• _Aim of the exercise_: Starting at the line that has "target | man's hand" and continuing through the final line, swap "one per line" for "each on its own line" and reproduce only those lines with nothing else altered.

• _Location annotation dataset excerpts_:
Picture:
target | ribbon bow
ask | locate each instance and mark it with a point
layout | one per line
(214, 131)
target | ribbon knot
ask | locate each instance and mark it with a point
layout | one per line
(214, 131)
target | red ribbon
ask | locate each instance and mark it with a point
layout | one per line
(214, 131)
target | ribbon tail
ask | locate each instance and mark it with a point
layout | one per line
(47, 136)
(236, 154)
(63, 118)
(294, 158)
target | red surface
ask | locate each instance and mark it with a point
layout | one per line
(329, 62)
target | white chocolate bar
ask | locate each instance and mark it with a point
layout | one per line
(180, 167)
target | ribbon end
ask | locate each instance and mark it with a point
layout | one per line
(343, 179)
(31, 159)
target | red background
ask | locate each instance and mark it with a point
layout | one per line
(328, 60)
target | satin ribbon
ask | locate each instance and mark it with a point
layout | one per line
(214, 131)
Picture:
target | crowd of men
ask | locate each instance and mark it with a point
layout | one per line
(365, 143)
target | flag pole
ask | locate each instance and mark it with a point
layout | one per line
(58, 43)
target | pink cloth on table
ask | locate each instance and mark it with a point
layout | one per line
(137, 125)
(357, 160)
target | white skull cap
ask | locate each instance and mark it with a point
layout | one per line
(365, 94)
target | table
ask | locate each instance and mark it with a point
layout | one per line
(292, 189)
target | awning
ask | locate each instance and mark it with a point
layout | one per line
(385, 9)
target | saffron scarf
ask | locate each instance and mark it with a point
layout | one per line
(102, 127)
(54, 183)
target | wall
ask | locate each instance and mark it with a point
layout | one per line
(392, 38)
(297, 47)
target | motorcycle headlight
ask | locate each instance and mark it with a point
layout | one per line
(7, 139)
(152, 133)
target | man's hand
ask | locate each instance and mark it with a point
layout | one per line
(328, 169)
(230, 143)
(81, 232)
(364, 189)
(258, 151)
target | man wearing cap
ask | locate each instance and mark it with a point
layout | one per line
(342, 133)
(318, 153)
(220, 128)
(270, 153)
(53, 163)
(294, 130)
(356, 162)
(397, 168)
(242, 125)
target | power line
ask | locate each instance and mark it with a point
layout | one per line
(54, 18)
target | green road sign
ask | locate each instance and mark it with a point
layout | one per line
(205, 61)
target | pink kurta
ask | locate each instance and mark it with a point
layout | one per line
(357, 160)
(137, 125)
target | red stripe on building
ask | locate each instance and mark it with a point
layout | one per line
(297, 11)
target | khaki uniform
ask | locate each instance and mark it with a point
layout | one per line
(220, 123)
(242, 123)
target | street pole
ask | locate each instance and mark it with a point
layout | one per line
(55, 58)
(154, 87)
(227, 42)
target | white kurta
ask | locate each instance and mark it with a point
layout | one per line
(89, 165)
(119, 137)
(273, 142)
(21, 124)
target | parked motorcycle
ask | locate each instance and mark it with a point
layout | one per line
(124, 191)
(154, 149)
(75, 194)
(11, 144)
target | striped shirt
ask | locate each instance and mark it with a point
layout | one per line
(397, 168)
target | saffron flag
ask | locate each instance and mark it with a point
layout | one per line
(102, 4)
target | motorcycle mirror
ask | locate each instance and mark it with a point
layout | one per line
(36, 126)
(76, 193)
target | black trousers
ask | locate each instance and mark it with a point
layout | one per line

• _Answer below_:
target | man's hand
ask | locate each instance and mark it with a point
layout | each on its own line
(328, 169)
(230, 143)
(81, 232)
(364, 189)
(258, 151)
target | man wearing cap
ask | locate each instance and mark it with a point
layout | each on its own line
(342, 133)
(318, 153)
(220, 128)
(270, 153)
(53, 163)
(294, 130)
(356, 162)
(397, 168)
(242, 125)
target | power line
ask | locate each instance and mark it with a point
layout | each on its own line
(54, 18)
target | green road sign
ask | locate each instance and mark it with a point
layout | each on its own line
(205, 61)
target | pink kurta
ask | locate each instance and mark it with a point
layout | each on its own line
(357, 160)
(137, 125)
target | red stripe on building
ask | locate each instance and mark it with a point
layout | each on its own line
(297, 11)
target | khaki uniform
ask | locate each instance and mark it with a point
layout | each on its own line
(220, 123)
(242, 123)
target | street pole
ask | locate each instance and mark it with a point
layout | each on its own line
(55, 58)
(154, 87)
(227, 42)
target | white kurta
ask | locate each instance and mark it with a point
layout | each on its own line
(89, 165)
(119, 137)
(273, 142)
(21, 124)
target | parked motorcycle
ask | locate each instance and mark it with a point
layout | each on its own line
(124, 191)
(154, 149)
(75, 194)
(11, 144)
target | striped shirt
ask | locate each instance and mark it with a point
layout | each on its own line
(397, 168)
target | saffron flag
ask | locate each instance and mark it with a point
layout | each on its own line
(102, 4)
target | motorcycle mirror
ask | locate each instance and mark it with a point
layout | each on its own line
(36, 126)
(76, 193)
target | black trousers
ask | locate each instance and mark it with a point
layout | each on its own line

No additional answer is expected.